Records from a data collection

● ● ● ● ● ● ●

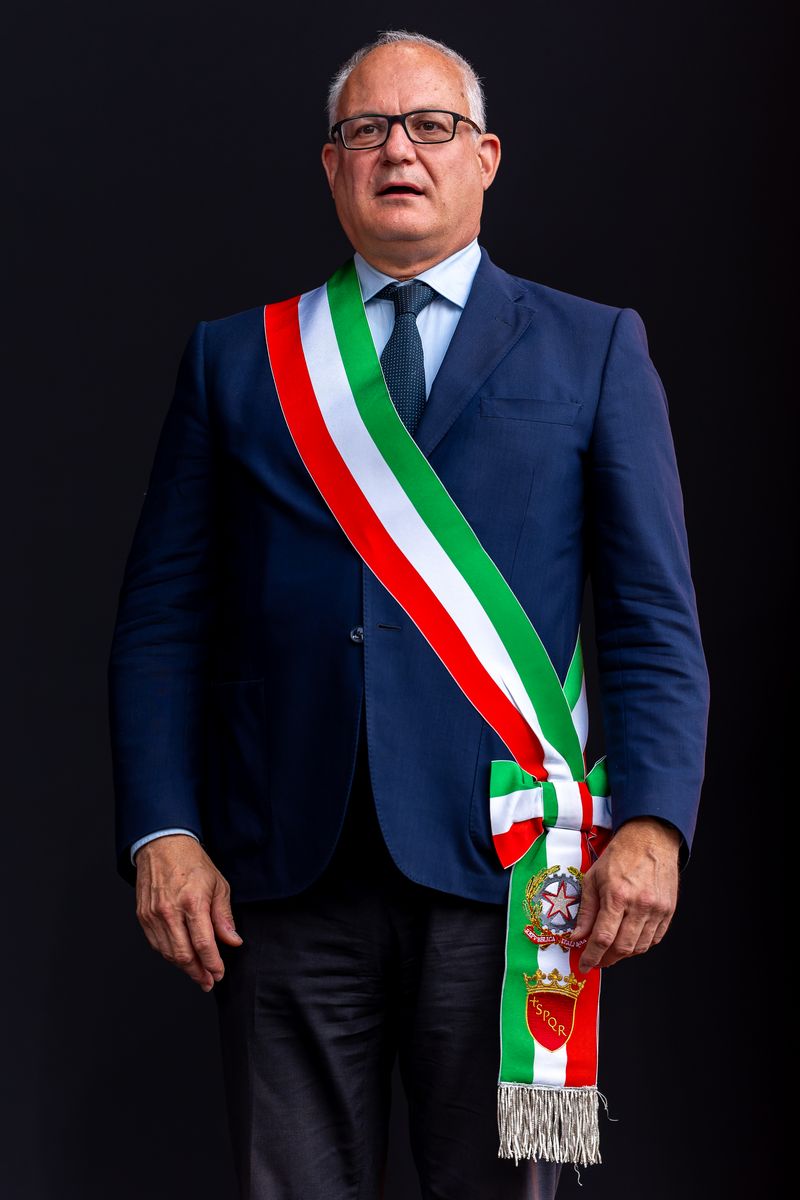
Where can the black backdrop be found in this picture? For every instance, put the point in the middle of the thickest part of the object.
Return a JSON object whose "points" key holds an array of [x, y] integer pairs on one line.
{"points": [[161, 166]]}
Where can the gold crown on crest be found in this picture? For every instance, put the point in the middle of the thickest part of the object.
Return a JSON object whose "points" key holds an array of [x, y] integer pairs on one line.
{"points": [[564, 985]]}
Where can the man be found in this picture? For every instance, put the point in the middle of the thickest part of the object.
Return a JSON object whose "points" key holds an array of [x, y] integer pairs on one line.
{"points": [[286, 737]]}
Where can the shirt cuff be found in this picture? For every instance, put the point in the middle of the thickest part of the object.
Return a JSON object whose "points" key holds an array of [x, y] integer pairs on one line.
{"points": [[151, 837]]}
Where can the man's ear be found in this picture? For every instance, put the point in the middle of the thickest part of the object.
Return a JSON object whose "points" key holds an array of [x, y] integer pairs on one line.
{"points": [[330, 162], [488, 153]]}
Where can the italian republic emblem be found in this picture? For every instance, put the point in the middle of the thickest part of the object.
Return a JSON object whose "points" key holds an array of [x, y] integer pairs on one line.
{"points": [[552, 901]]}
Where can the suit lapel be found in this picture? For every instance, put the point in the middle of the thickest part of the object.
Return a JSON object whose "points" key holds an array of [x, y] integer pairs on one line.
{"points": [[492, 322]]}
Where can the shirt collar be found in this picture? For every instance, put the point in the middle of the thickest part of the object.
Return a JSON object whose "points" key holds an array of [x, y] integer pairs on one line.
{"points": [[452, 277]]}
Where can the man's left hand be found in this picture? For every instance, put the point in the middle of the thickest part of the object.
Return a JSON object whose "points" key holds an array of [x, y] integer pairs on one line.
{"points": [[629, 893]]}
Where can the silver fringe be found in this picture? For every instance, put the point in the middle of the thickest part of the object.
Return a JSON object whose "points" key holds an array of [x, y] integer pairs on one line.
{"points": [[555, 1123]]}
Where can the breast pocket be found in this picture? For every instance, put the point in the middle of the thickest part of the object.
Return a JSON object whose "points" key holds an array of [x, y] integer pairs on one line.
{"points": [[530, 408]]}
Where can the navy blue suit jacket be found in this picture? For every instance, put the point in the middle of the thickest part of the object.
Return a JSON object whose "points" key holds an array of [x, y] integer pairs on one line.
{"points": [[236, 681]]}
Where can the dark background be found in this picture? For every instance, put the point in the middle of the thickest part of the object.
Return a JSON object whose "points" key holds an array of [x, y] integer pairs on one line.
{"points": [[161, 167]]}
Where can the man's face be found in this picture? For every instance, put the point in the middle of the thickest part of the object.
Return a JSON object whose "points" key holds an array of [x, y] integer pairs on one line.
{"points": [[439, 208]]}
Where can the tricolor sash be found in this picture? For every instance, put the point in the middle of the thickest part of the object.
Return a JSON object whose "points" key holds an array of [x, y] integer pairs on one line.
{"points": [[549, 817]]}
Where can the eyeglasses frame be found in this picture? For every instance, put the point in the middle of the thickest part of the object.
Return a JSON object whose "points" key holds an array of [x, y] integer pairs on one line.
{"points": [[400, 119]]}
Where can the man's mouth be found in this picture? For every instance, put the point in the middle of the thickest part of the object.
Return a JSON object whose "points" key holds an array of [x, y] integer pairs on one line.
{"points": [[401, 190]]}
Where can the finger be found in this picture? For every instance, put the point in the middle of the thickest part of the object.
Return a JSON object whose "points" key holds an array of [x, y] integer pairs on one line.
{"points": [[181, 952], [222, 917], [663, 925], [624, 943], [588, 910], [602, 937], [164, 929], [647, 937], [203, 941]]}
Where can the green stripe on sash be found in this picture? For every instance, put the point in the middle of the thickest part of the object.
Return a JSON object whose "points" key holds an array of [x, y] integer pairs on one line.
{"points": [[444, 519]]}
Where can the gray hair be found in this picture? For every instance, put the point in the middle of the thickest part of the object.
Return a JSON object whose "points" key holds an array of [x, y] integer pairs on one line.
{"points": [[473, 87]]}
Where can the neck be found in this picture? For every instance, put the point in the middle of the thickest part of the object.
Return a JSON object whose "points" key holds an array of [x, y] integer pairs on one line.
{"points": [[403, 261]]}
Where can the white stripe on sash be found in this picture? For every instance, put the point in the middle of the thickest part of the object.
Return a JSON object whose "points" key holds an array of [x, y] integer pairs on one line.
{"points": [[398, 516]]}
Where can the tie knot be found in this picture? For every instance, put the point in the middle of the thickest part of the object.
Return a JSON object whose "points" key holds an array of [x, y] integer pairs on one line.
{"points": [[408, 297]]}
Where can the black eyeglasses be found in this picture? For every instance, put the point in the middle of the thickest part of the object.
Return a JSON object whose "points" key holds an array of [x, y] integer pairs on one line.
{"points": [[425, 126]]}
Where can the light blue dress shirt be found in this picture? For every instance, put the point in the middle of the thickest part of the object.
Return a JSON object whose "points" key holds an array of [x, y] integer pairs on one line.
{"points": [[451, 280]]}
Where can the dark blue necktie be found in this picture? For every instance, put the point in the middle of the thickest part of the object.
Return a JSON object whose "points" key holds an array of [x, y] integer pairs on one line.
{"points": [[402, 359]]}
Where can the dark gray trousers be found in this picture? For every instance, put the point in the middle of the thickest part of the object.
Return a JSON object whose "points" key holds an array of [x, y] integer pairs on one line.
{"points": [[329, 988]]}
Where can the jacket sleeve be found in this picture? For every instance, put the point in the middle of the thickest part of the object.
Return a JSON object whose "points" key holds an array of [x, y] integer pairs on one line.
{"points": [[158, 657], [654, 682]]}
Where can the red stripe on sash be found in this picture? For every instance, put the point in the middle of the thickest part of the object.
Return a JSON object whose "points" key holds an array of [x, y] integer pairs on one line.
{"points": [[348, 504], [582, 1047], [512, 844]]}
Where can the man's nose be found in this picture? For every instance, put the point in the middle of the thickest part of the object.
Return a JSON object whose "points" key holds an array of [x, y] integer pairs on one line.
{"points": [[398, 147]]}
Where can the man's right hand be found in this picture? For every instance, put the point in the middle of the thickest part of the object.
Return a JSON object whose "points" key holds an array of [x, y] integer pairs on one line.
{"points": [[182, 901]]}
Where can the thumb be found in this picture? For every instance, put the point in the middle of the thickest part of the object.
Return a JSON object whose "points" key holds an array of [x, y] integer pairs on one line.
{"points": [[588, 910], [222, 918]]}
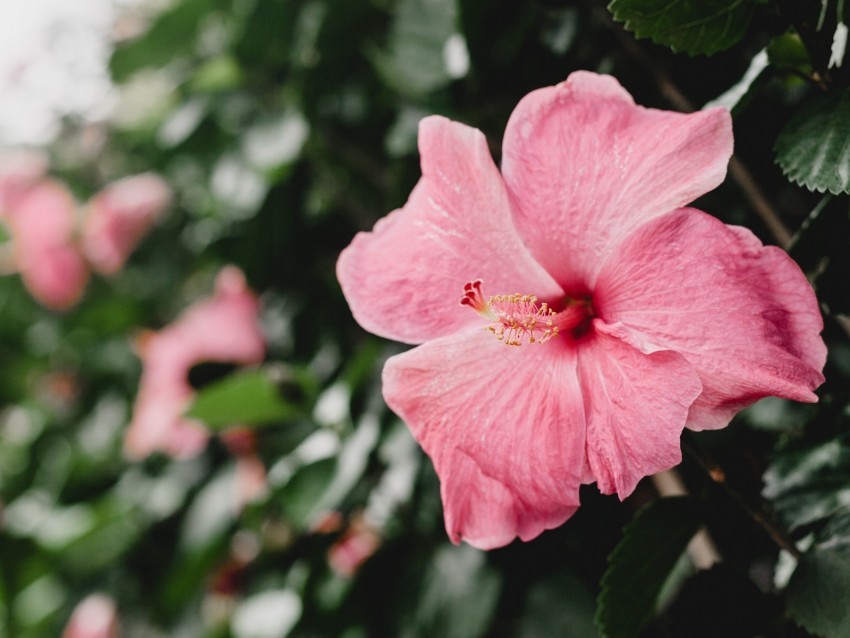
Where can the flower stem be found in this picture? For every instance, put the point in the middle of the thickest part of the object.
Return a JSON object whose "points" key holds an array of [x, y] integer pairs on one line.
{"points": [[716, 474]]}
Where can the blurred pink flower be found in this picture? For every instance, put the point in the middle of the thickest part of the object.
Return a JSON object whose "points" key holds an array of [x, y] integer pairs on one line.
{"points": [[118, 218], [223, 329], [41, 221], [354, 548], [250, 484], [638, 317], [43, 217], [93, 617]]}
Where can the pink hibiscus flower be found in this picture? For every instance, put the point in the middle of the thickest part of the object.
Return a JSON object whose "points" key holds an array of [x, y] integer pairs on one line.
{"points": [[42, 222], [118, 218], [43, 216], [222, 329], [634, 317], [94, 617]]}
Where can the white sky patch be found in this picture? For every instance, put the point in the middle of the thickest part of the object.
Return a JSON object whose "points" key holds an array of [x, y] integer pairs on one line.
{"points": [[53, 62]]}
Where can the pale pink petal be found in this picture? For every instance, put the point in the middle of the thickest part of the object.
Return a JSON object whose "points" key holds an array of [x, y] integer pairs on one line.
{"points": [[19, 171], [94, 617], [504, 427], [354, 548], [118, 218], [403, 280], [250, 480], [636, 408], [42, 228], [586, 166], [743, 315], [224, 329]]}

● ● ● ● ● ● ●

(Exercise requirements):
Copy the records exactly as they appear, leaving every picture out.

(Exercise solution):
Where can the black backdrop be found in this picture? For every instance, put the point in the middle of the thickest part of the object.
Return a JSON object whose "points" key holds an array of [x, y] integer pairs on one line.
{"points": [[161, 166]]}
Where can the gold crown on crest be found in this picture? For every instance, put the point in the middle of the thickest part of the object.
Return a JSON object whose "points" key holds an array of [x, y] integer pairs on one line.
{"points": [[564, 985]]}
Where can the man be found in this picture? For every instance, put the point in the middle of the thickest part of the object.
Return a JSON object whose "points" key holds an array of [x, y] integer pairs on one line.
{"points": [[286, 737]]}
Where can the shirt cuff be found in this picture? For every instance, put the point in the middle of the thickest part of the object.
Return a JSON object whose "points" key holds an array of [x, y] integer pairs on one line.
{"points": [[151, 837]]}
Where can the man's ear be found in this picture? For every instance, put the point in the middle of the thickest part of the object.
Return a JSON object whose "points" key holds an array of [x, y] integer pairs on one line.
{"points": [[330, 162], [488, 153]]}
Where can the italian republic emblem be found in this picture? For every instance, put the point in the middle of the thickest part of the object.
Return a JSON object whose "points" key holds an array of [x, y] integer pairs on one line.
{"points": [[552, 901]]}
Where can the suit lapel be found in this picture? For every instance, put the point in the middle of the thickest part of the object.
Return a JSON object whose "points" key holds an array of [x, y] integer pairs on one line.
{"points": [[492, 322]]}
Where can the shirt collar be found in this picture? For every instance, put the point in the middle of the thickest part of the object.
Return a JSON object whose "points" key holds an array of [x, y] integer pairs on one line.
{"points": [[452, 277]]}
Where can the man's left hand be found in this picture? For every instance, put the point in the middle of the thickest part of the object.
Return a JSON object whose "points" key holds an array of [x, y] integer pairs on one line.
{"points": [[629, 893]]}
Where can the silver fringe be found in this picture? For every instance, put the point in the middle of the thickest part of the object.
Return a JSON object whose "points" key holds an array of [x, y] integer pairs on one line.
{"points": [[555, 1123]]}
Where can the breast pocket be found in this picture? For every instance, put the point in the middle of the thickest part of the object.
Return a JSON object whose "points" key holds an array of [x, y] integer pairs on one line.
{"points": [[530, 408]]}
Where can the navy blue suit jacket be found in this picture? For every instance, put the point in the middle of the thickest part of the object.
Return a JSON object whose "points" key holds an array of [x, y] integer pairs on one line.
{"points": [[236, 681]]}
Where can the dark background be found in this picture? For every instance, put the point in the middle of the thickest part of the object.
Return a JSON object whose "points" key holds an array of [x, y] integer pairs on one line.
{"points": [[161, 167]]}
Where can the man's face be found in this picture? For every instance, put the point in the middle of the thickest part of the object.
Return a JSON object whose "points" key holds an array of [x, y] integer pairs on one line.
{"points": [[439, 208]]}
Where can the tricolor sash be found in this picture? For every instance, put the point in the middle of the thickest part of the object.
Return a JSON object whose "points" key holds an array of [x, y] integer pairs on one line.
{"points": [[549, 817]]}
Where can the eyeglasses frame be found in this picture? For every instance, put the point in the middle of the thickest part of the object.
Return a JSON object whose "points" key holds an array of [x, y] integer pairs on one line.
{"points": [[400, 119]]}
Where can the man's mouth be found in this picture? For every instance, put the point in the middle of the thickest part of the object.
Return a JSON object whose "points" key holds an array of [x, y] integer pairs on one line.
{"points": [[401, 190]]}
Where can the finger be found in this picture? For every instance, put the point in the middle of the thickest part of the object.
Return a JSON object whose "points" key holds an array of [x, y] integer pairs on one line.
{"points": [[181, 952], [222, 917], [663, 925], [624, 943], [588, 910], [602, 937], [164, 929], [647, 937], [203, 941]]}
Where can the green stripe on sash be found in this picture? For every instance, put the point in the middle of the thickest part of the object.
Return a JSON object whose "points" key holds an array of [x, y] integer pairs on one line.
{"points": [[444, 519]]}
Where can the gray hair be found in this picture? For every instance, put the point in the middle of the thickest part of the object.
Return a JSON object whose "points" key holds an array of [x, y] integer pairs on one line.
{"points": [[473, 87]]}
Where can the neck be found in this picture? For every instance, put the point in the middle of the thickest part of the object.
Return a JSON object whose "points" key holds an array of [x, y] integer pairs on one line.
{"points": [[403, 261]]}
Where can the white stripe on sash be found in this picture? For every instance, put the point in the middle of the thickest part of the object.
Return a JSON object whose "points" key holds an array of [x, y] integer pairs on one line.
{"points": [[398, 516]]}
Where can the tie knot be found in this picture? For every instance, put the point in the middle of the thickest part of the object.
Return a JSON object whose "points" key holds an array of [x, y] integer pairs on one line.
{"points": [[408, 297]]}
Where can the black eyeglasses be found in this picture? For every instance, put the point in the middle of the thickest part of the object.
Return a JSON object whose "points" key holds an array of [x, y] integer pairs on one line.
{"points": [[425, 126]]}
Where can the light blue dress shirt be found in this picture? For every instance, put the point in the middle of the thickest part of the object.
Return a JSON object whose "points" key holds an array of [x, y] integer pairs on one line.
{"points": [[451, 280]]}
Where can the dark blue necktie be found in this picture? For every instance, put the point in the middle of the thickest part of the object.
Return a JSON object whose "points" key holds an array of [x, y] integer pairs on one line.
{"points": [[402, 359]]}
Where can the dark gray trousers be found in this picture? For every instance, put the point in the middle of the thickest part of the object.
Return a JSON object whose "points" key holds an array of [x, y] integer pairs on one line.
{"points": [[329, 988]]}
Where can the jacket sleeve be found in this picture? For every instance, put the point in the middle of the thickest part of the object.
Return a JSON object whose "points" key holds an array of [x, y] integer pairs on one line.
{"points": [[158, 657], [654, 682]]}
Where can the red stripe on sash be found in this picture? For every instance, put the point in the middle of the thickest part of the object.
Return a JSON object whose "points" key holds an array of [x, y] integer pairs on one line.
{"points": [[348, 504], [582, 1047], [512, 844]]}
Where can the man's nose be found in this picture? For every instance, put the point in the middle of the thickest part of the object.
Return a JSON object whose "points" key holds an array of [x, y] integer pairs on one line.
{"points": [[398, 147]]}
Where can the man's right hand be found in this picture? For every instance, put the point in the middle of the thickest part of the object.
Return a JSON object whose "points" key holds an array of [x, y] integer pairs on one line.
{"points": [[182, 901]]}
Where can the thumb be found in this picture? For every instance, put the point in the middle of the thickest part of the object.
Return a JSON object whose "points" key holds an array of [x, y] integer pairs on one line.
{"points": [[588, 910], [222, 918]]}
Where can the flower stem be found in this picture? For every instance, put the point in the middle of the thickest part of the object.
Return a JSON object whose "points" key holds an array of [x, y] integer pairs on one line.
{"points": [[716, 474]]}
Where can the blurred pink flower be found in this picture? For every instance, put the point in the middle of the thickest part of the object.
Return a JSON object whose "points" key holds an array of [x, y] integer pairs on one line.
{"points": [[118, 218], [223, 329], [41, 221], [354, 548], [250, 484], [638, 317], [43, 217], [93, 617]]}
Where can the pink hibiscus flower be found in this picture? For every instance, put the point in the middle of the thickest part of the object.
Return a JSON object whose "points" key holds an array of [x, y] integer pairs on one line.
{"points": [[42, 222], [118, 218], [43, 216], [222, 329], [634, 317], [94, 617]]}
Where can the white sky patch be found in this picture? For every instance, put the point in the middle of the thickest part of the object.
Return a JSON object whose "points" key holds an array of [x, y] integer pairs on one line.
{"points": [[53, 62]]}
Where can the pale pink petal be found in this picture? For every instance, put the point in the middle of the thickest part of the object.
Return a JSON object whose "points" key holds an array of [x, y] integer pairs on one line.
{"points": [[19, 171], [94, 617], [504, 427], [354, 548], [118, 218], [403, 280], [250, 480], [636, 408], [42, 228], [586, 166], [743, 315], [224, 329]]}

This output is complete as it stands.